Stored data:

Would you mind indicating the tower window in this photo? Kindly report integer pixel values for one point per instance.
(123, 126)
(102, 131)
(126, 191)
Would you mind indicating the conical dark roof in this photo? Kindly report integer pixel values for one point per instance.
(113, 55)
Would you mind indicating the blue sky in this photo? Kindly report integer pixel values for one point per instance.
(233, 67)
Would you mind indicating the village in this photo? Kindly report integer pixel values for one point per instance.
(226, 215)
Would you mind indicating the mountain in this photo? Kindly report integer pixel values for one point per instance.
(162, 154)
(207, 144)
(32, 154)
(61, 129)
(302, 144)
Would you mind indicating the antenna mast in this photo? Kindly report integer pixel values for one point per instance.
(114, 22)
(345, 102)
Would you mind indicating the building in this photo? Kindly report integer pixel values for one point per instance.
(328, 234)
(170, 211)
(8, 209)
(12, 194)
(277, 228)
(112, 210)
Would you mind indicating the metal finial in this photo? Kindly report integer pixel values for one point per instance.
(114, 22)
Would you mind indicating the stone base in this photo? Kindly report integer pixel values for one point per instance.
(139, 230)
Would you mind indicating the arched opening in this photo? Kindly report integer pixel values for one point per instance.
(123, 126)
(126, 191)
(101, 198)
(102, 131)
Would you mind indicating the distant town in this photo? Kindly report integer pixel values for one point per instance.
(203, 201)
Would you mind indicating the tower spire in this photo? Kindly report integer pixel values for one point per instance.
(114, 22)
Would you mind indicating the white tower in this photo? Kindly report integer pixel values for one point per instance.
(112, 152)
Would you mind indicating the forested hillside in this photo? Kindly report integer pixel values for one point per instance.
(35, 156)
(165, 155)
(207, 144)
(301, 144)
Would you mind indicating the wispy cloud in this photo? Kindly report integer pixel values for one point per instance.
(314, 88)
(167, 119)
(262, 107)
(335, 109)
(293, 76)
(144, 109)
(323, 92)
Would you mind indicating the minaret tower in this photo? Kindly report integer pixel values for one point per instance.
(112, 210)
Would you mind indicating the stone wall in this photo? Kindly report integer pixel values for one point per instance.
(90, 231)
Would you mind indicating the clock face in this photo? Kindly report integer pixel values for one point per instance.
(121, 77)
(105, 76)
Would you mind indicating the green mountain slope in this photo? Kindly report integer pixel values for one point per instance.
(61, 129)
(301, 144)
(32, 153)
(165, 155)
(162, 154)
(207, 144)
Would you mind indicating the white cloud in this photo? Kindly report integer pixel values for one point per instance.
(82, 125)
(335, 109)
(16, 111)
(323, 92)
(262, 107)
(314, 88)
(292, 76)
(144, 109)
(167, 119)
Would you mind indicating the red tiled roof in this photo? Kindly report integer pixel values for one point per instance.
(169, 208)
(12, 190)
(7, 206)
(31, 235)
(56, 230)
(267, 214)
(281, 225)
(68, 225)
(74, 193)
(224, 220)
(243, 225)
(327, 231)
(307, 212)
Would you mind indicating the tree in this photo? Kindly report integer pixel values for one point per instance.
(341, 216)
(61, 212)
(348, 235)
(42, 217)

SET TASK:
Rewrite the lines from the one containing "Would you mind indicating the red" through the last line, keeping the request lines unchanged and adding 126 to both numbers in every coordinate pair.

EXERCISE SOLUTION:
Would you mind indicating the red tiled roof in this photo? Kindly report integer pixel values for one point per instance.
(295, 334)
(138, 316)
(133, 332)
(157, 361)
(182, 356)
(393, 340)
(407, 351)
(194, 351)
(200, 319)
(350, 346)
(369, 351)
(453, 357)
(433, 338)
Would you mind indicating the tree in this photo? Kindly report integer pixel values for one point per instance.
(467, 342)
(187, 338)
(474, 361)
(168, 343)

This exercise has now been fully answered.